**EXERCISE AIM:** Among the lines of the records below, copy those that hold the word "turbine".

**TASK INPUT:**
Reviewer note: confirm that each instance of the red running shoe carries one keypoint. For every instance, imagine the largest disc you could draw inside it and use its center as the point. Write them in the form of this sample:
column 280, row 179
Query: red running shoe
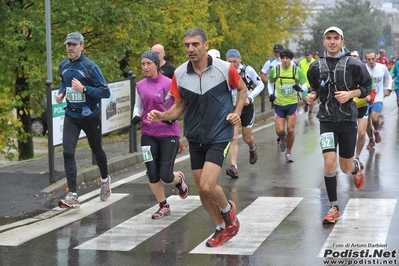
column 163, row 210
column 218, row 238
column 358, row 178
column 332, row 215
column 231, row 221
column 182, row 186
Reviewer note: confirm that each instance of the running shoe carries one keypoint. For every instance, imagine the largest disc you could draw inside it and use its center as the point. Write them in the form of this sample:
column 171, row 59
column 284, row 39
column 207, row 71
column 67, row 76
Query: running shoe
column 253, row 155
column 358, row 178
column 231, row 221
column 377, row 137
column 232, row 171
column 163, row 210
column 288, row 157
column 371, row 144
column 105, row 190
column 182, row 186
column 282, row 145
column 71, row 201
column 218, row 238
column 332, row 215
column 361, row 164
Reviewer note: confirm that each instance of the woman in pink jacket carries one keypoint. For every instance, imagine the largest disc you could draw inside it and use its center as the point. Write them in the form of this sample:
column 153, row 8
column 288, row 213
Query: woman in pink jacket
column 160, row 140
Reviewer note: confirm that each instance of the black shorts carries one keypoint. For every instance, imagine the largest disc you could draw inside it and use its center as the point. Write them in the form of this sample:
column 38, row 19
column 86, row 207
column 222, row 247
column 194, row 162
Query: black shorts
column 214, row 153
column 342, row 133
column 163, row 151
column 248, row 115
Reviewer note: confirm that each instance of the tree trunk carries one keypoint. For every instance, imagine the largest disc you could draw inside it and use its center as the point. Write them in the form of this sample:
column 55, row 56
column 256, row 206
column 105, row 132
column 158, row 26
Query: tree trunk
column 25, row 141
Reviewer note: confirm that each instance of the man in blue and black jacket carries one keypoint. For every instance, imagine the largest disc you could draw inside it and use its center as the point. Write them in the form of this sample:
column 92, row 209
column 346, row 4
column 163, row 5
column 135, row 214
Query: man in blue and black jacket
column 84, row 86
column 336, row 78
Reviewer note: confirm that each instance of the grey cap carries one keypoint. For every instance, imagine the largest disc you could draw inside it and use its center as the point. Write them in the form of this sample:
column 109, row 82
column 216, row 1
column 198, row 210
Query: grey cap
column 74, row 37
column 153, row 56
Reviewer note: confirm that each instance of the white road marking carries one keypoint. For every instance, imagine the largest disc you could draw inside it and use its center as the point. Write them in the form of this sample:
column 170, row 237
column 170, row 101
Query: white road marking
column 261, row 216
column 94, row 193
column 20, row 235
column 132, row 232
column 363, row 222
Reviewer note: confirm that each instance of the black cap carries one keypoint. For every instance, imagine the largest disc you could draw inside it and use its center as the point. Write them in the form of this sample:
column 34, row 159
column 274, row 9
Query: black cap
column 278, row 48
column 286, row 53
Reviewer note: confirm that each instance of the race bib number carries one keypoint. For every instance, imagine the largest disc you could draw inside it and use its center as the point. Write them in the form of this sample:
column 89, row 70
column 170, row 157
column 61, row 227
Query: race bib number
column 147, row 155
column 75, row 96
column 327, row 141
column 286, row 90
column 234, row 96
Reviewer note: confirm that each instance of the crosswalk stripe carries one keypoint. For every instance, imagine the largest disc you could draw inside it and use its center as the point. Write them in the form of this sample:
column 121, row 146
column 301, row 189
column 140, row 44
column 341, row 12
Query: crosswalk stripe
column 20, row 235
column 364, row 221
column 257, row 222
column 129, row 234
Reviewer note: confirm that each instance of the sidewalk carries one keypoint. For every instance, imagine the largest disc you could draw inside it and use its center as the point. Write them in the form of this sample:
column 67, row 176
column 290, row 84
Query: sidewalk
column 27, row 182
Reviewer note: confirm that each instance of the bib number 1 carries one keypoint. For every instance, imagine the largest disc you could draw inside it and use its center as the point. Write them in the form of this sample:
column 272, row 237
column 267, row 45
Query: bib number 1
column 327, row 141
column 147, row 155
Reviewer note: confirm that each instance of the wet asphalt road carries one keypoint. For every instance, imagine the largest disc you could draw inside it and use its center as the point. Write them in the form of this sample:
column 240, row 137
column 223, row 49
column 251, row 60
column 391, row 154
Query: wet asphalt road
column 280, row 206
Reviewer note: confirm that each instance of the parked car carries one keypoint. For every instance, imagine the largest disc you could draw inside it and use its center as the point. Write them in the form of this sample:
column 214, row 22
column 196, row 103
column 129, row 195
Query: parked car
column 39, row 124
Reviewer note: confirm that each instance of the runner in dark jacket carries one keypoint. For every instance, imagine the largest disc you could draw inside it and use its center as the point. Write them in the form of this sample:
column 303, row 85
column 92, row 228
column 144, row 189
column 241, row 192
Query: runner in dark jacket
column 337, row 78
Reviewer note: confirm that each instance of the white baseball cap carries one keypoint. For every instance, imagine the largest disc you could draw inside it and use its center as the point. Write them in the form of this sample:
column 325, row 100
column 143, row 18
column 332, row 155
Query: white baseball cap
column 214, row 53
column 336, row 29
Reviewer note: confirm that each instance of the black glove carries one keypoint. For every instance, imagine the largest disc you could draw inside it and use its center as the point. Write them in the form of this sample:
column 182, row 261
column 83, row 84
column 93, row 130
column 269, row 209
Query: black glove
column 136, row 120
column 169, row 122
column 297, row 88
column 272, row 98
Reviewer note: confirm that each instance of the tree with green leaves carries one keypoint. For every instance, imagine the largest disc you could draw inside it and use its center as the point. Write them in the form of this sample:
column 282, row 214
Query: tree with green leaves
column 358, row 21
column 116, row 33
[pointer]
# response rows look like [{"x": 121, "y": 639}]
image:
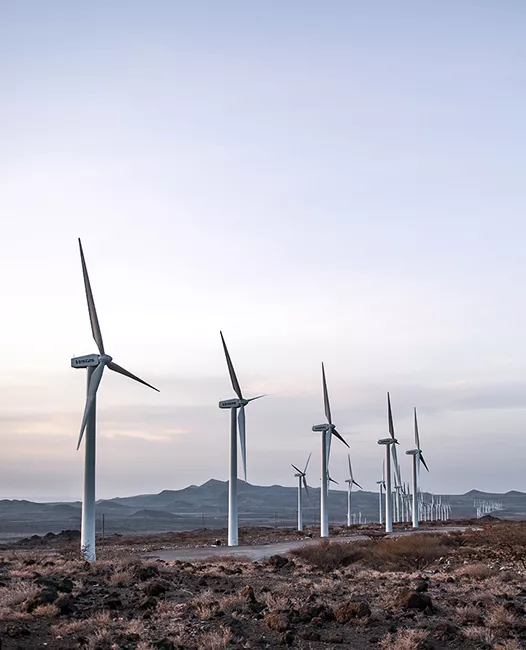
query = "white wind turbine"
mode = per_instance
[
  {"x": 389, "y": 443},
  {"x": 350, "y": 482},
  {"x": 302, "y": 482},
  {"x": 95, "y": 364},
  {"x": 381, "y": 488},
  {"x": 417, "y": 459},
  {"x": 328, "y": 430},
  {"x": 234, "y": 405}
]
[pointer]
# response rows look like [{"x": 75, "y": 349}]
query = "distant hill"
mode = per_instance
[{"x": 205, "y": 505}]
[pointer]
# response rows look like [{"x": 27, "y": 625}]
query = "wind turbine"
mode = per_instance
[
  {"x": 381, "y": 488},
  {"x": 234, "y": 405},
  {"x": 302, "y": 479},
  {"x": 417, "y": 459},
  {"x": 389, "y": 442},
  {"x": 95, "y": 364},
  {"x": 328, "y": 430},
  {"x": 350, "y": 482}
]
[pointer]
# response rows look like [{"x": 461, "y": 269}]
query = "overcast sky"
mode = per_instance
[{"x": 339, "y": 181}]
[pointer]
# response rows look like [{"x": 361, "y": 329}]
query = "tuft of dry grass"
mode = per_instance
[
  {"x": 500, "y": 618},
  {"x": 409, "y": 553},
  {"x": 329, "y": 556},
  {"x": 404, "y": 640},
  {"x": 216, "y": 640},
  {"x": 477, "y": 571}
]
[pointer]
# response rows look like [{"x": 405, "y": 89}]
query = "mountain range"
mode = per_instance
[{"x": 200, "y": 506}]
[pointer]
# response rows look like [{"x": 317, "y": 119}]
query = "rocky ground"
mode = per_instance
[{"x": 435, "y": 591}]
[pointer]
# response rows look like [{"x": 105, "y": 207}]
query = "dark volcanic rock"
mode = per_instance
[
  {"x": 413, "y": 600},
  {"x": 248, "y": 594},
  {"x": 65, "y": 604},
  {"x": 156, "y": 588},
  {"x": 345, "y": 612},
  {"x": 278, "y": 561},
  {"x": 45, "y": 596},
  {"x": 276, "y": 621}
]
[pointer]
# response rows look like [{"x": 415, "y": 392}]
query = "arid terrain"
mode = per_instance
[{"x": 436, "y": 590}]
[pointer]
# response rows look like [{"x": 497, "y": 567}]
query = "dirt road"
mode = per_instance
[{"x": 257, "y": 553}]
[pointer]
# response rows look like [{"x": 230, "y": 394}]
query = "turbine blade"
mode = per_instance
[
  {"x": 88, "y": 410},
  {"x": 423, "y": 461},
  {"x": 328, "y": 441},
  {"x": 417, "y": 437},
  {"x": 306, "y": 489},
  {"x": 339, "y": 436},
  {"x": 350, "y": 466},
  {"x": 242, "y": 439},
  {"x": 233, "y": 378},
  {"x": 116, "y": 368},
  {"x": 90, "y": 401},
  {"x": 326, "y": 396},
  {"x": 390, "y": 416},
  {"x": 95, "y": 327}
]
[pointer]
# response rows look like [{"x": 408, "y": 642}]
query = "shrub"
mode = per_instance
[
  {"x": 329, "y": 556},
  {"x": 409, "y": 553},
  {"x": 404, "y": 640}
]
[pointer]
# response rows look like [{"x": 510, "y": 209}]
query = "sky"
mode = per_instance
[{"x": 338, "y": 182}]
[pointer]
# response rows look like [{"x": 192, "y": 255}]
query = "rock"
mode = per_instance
[
  {"x": 276, "y": 621},
  {"x": 155, "y": 588},
  {"x": 309, "y": 635},
  {"x": 287, "y": 638},
  {"x": 15, "y": 630},
  {"x": 112, "y": 601},
  {"x": 333, "y": 637},
  {"x": 351, "y": 609},
  {"x": 420, "y": 586},
  {"x": 146, "y": 572},
  {"x": 66, "y": 605},
  {"x": 413, "y": 600},
  {"x": 148, "y": 603},
  {"x": 45, "y": 596},
  {"x": 247, "y": 593},
  {"x": 65, "y": 585},
  {"x": 278, "y": 561},
  {"x": 163, "y": 644}
]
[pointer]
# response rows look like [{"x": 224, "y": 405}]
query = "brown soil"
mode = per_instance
[{"x": 434, "y": 591}]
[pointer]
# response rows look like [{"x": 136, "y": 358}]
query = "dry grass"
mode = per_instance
[
  {"x": 404, "y": 640},
  {"x": 329, "y": 556},
  {"x": 216, "y": 640},
  {"x": 500, "y": 618},
  {"x": 477, "y": 571}
]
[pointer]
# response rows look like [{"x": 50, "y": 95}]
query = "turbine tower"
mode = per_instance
[
  {"x": 417, "y": 459},
  {"x": 327, "y": 431},
  {"x": 381, "y": 488},
  {"x": 350, "y": 482},
  {"x": 302, "y": 479},
  {"x": 95, "y": 364},
  {"x": 234, "y": 405},
  {"x": 389, "y": 443}
]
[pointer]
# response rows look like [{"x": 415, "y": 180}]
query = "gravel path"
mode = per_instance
[{"x": 256, "y": 553}]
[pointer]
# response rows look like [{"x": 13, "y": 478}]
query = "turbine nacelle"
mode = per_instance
[
  {"x": 232, "y": 403},
  {"x": 86, "y": 361}
]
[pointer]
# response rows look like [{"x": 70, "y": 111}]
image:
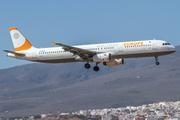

**EXPECTED ANSWER:**
query = "white wind turbine"
query = "wind turbine"
query = "turbine blade"
query = "turbine tower"
query = "turbine nacelle"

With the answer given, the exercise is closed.